Region pointing data:
>>>>>

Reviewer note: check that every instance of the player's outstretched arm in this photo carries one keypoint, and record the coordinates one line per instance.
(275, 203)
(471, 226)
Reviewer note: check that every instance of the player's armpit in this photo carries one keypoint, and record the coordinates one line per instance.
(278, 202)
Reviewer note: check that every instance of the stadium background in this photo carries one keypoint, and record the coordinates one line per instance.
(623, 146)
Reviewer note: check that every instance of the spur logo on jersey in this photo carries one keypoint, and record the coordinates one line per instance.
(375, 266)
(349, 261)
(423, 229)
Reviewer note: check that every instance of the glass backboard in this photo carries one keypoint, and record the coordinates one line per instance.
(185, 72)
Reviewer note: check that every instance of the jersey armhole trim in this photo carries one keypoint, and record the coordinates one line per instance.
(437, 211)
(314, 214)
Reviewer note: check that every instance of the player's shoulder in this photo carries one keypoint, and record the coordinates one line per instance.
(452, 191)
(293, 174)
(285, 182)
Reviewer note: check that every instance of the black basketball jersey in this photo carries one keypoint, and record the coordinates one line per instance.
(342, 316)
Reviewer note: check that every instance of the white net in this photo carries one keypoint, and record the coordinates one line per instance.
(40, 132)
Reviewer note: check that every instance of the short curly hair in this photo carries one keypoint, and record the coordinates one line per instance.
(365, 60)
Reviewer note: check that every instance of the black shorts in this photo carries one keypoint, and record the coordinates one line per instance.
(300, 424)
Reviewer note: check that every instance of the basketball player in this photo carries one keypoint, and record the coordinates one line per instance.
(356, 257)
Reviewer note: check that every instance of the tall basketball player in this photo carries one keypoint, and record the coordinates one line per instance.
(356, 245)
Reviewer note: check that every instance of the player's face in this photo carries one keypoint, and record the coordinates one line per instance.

<<<<<

### Task description:
Repeat all the entries word for word.

### Output for this exercise:
Reviewer note: check that every instance of the player's outstretched arm in this photo carries one keypoint, and record the coordinates one line per instance.
(275, 203)
(471, 226)
Reviewer note: check that every instance of the player's armpit in this photo carries one keypoint, and record the coordinates one line per instance.
(278, 202)
Reviewer note: check that every instance of the stadium background in this photo carries one keypoint, and record the coordinates one line per instance.
(623, 146)
Reviewer note: check that every instance of the spur logo on jersey in this photo carries one keypoint, and record the coordinates one line per instance.
(375, 266)
(349, 261)
(423, 229)
Reviewer note: check that every instance of the glass backboard in this photo carries one keypoint, and record the coordinates one line per instance.
(185, 72)
Reviewer note: check that every instance of the jersey armhole trim in this photo carries one keypoint, and record the coordinates one line per instance.
(437, 211)
(314, 214)
Reviewer note: check that every instance of the player's shoulder in this photo carries one keypoint, and record the coordinates one line per instance.
(452, 191)
(293, 174)
(285, 182)
Reviewer note: check that every instance of the black basketball jersey in this photo carries one keypoint, and record the coordinates one line per instance.
(342, 316)
Reviewer note: check that every instance of the white net in this photo carries one keypoint, and record the coordinates one line per instance.
(40, 132)
Reviewer note: check that every instance of the short curly hair in this photo carries one keypoint, and record the coordinates one line per instance.
(365, 60)
Reviewer note: check that every instance of the black shorts in this photo carries one keypoint, and record the coordinates one line per instance.
(300, 424)
Reviewer note: check that every instance of the basketball player in this photo carries one keypoint, and record the coordinates one line per instance.
(356, 257)
Reviewer note: check that every instance of the tall basketball player in this photo carries one keypoint, and record the coordinates one line per instance.
(356, 245)
Reviewer note: check that every instance of the player's face in this photo carries one keypoint, and record the coordinates one line per instance.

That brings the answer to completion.